(Data contained in a dataset)
▼
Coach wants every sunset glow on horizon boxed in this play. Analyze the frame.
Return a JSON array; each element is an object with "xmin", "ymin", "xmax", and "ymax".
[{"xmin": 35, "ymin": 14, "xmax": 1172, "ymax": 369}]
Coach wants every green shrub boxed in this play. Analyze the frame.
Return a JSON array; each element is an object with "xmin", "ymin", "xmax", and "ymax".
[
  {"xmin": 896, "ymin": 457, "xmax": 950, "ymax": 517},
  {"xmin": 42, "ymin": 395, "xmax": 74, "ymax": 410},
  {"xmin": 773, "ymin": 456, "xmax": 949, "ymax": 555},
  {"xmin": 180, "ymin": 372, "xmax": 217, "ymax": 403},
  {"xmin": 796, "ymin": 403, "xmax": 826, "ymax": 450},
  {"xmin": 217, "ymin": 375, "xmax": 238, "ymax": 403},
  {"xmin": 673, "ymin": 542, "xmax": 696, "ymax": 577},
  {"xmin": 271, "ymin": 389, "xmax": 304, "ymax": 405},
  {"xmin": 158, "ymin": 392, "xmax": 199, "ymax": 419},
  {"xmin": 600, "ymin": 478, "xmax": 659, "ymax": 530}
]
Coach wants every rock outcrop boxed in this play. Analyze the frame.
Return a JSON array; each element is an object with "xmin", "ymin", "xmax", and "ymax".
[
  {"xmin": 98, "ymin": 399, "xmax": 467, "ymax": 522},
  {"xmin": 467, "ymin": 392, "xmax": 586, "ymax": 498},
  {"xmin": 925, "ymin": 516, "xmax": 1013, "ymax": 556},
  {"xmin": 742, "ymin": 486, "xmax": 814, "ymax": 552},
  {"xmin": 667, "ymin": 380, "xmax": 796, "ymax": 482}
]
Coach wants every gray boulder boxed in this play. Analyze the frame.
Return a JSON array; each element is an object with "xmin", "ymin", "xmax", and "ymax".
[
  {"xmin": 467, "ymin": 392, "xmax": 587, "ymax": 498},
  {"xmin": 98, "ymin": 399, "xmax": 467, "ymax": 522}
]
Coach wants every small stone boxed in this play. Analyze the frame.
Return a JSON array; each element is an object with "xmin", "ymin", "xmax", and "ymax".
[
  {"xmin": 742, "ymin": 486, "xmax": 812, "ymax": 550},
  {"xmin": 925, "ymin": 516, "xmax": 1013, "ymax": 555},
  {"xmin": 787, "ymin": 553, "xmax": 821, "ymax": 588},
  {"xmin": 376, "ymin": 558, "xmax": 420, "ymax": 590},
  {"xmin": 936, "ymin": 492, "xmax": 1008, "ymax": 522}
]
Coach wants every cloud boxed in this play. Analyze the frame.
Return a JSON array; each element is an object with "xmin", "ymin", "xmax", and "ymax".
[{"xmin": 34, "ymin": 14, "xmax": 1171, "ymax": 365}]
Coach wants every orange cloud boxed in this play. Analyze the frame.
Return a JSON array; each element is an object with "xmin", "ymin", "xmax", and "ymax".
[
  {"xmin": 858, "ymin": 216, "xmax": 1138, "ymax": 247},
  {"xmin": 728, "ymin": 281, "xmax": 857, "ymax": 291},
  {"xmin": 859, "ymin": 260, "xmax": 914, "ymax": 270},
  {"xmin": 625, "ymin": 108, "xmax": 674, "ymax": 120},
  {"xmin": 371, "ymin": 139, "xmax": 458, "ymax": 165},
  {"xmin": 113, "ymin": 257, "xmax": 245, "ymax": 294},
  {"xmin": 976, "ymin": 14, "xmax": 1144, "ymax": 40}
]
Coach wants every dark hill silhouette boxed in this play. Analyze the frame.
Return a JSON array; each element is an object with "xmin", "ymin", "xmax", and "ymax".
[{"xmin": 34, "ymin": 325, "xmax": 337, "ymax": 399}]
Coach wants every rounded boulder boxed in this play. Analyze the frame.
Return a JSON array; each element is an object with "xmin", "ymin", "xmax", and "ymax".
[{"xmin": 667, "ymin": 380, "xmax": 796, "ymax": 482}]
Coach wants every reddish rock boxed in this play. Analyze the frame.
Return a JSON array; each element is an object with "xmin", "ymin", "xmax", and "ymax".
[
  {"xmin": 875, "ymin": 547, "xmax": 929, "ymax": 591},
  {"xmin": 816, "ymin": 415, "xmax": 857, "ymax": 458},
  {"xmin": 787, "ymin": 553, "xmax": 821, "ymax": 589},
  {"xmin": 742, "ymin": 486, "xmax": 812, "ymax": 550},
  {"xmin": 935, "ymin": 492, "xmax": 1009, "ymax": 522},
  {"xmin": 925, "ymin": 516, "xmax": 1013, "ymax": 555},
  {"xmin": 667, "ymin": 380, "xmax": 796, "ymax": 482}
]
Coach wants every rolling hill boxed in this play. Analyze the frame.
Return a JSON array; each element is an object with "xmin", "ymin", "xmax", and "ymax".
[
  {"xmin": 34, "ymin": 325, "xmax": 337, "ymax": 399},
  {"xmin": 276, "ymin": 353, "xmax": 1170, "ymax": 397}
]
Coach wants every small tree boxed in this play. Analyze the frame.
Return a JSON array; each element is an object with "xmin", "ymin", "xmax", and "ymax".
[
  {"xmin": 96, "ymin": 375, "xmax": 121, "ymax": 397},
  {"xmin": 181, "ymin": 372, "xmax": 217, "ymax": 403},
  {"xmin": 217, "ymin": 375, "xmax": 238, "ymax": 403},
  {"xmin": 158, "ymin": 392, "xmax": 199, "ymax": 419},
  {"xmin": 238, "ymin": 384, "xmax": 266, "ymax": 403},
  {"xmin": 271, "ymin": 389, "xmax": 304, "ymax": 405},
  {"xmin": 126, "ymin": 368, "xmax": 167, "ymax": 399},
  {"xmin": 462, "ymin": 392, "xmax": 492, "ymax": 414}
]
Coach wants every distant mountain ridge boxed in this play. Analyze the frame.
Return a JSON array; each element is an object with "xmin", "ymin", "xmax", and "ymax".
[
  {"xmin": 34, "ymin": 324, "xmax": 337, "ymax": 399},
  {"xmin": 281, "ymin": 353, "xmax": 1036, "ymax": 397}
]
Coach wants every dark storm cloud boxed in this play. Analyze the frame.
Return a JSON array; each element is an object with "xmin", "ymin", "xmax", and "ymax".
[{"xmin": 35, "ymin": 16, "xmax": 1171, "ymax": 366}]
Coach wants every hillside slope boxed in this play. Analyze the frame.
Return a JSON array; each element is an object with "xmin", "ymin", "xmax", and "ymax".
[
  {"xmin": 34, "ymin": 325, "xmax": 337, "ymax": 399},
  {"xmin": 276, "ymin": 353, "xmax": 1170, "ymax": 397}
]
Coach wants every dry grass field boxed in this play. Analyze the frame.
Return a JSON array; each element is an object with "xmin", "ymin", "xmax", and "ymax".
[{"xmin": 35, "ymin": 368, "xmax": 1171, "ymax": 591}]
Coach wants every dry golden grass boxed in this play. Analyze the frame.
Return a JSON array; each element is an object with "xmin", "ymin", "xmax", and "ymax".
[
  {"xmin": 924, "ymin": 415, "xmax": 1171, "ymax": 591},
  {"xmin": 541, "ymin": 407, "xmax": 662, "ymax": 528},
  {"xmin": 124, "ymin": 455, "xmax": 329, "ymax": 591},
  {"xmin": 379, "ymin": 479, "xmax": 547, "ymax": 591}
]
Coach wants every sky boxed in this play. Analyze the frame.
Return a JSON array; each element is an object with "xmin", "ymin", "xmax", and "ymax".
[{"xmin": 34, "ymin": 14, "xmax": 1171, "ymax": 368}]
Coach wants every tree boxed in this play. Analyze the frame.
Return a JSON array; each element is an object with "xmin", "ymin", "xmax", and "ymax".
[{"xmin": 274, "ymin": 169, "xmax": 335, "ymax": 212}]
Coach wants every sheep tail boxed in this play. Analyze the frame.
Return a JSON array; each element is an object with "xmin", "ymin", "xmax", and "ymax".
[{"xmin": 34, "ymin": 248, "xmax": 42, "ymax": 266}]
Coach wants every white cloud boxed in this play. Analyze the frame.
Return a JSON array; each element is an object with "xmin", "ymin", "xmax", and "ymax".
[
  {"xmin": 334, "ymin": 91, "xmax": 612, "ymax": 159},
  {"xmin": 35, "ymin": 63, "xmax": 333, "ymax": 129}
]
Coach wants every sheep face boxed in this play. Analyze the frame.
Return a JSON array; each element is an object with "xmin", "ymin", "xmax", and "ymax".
▲
• BRIEF:
Repeat the data verbatim, starting at the line that contains "Coach wants every sheep face" and continuing through the end of the data.

• WRITTEN SOLUTION:
Coach wants every sheep face boxed in this play. Analyze the frame.
Return a JSON array; each element is an object with "xmin", "ymin", "xmax", and "ymax".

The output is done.